Into the Deep is a breathtaking journey of sea exploration originally created by Ogrefish FilmProductions, adapted and renarrated by Loch Ness Productions. It combines marine biology and underwater geology with a history of deep-sea exploration.

The show shares glimpses of rarely seen marine organisms: bioluminescent frogfish, jellyfish, vampire squid, viperfish, pelican eels, and the mysterious fangtooth — all perfectly adapted to the extreme pressures and temperatures of their alien environment.

In addition to teaching about marine biology and ocean exploration, Into the Deep documents submersible exploration, and describes the basic physical principles that allow humans to venture safely into these otherworldly landscapes. Audiences will experience the dive of Trieste to the Challenger Deep, the lowest point of the Mariana Trench in the South Pacific. This region is regarded as one of the most challenging for divers on Earth.

The show presents the evolution of deep-sea diving vessels used to explore the ocean environment. The 1930 mission by William Beebe and Otis Barton marked humanity's first true exploration of the depths. Recent dives are recounted, from Robert Ballard's journey to the RMS Titanic (which sank in 1912) to filmmaker James Cameron's recent solo dive into the Mariana Trench — all are expanding our understanding of the deep-sea environment.

Parts of the exercise |
1) According to the show description, who carried out the 1930 mission that marked humanity's first true exploration of the depths?
2) Decide whether each statement agrees with the show description, answering yes or no and quoting the deciding words: (a) Loch Ness Productions originally created the show. (b) The RMS Titanic sank in 1912. (c) James Cameron's dive into the Mariana Trench was made alone.

Collected data |
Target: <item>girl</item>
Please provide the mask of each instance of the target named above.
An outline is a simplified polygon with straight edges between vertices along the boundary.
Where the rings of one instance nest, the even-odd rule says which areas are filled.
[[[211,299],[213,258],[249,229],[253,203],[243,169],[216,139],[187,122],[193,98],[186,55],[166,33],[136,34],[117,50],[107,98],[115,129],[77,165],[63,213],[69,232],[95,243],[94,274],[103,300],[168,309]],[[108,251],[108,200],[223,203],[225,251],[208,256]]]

* * *

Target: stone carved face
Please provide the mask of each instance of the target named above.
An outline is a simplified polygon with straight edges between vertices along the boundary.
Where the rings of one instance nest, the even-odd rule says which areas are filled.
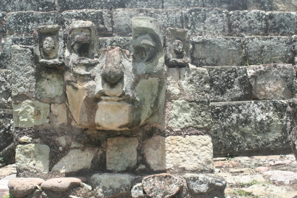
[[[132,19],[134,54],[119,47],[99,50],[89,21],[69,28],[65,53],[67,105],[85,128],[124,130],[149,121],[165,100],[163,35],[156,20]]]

Per-task outputs |
1) William Beebe and Otis Barton.

2)
(a) No: "originally created by Ogrefish FilmProductions, adapted and renarrated by Loch Ness Productions"
(b) Yes: "the RMS Titanic (which sank in 1912)"
(c) Yes: "filmmaker James Cameron's recent solo dive into the Mariana Trench"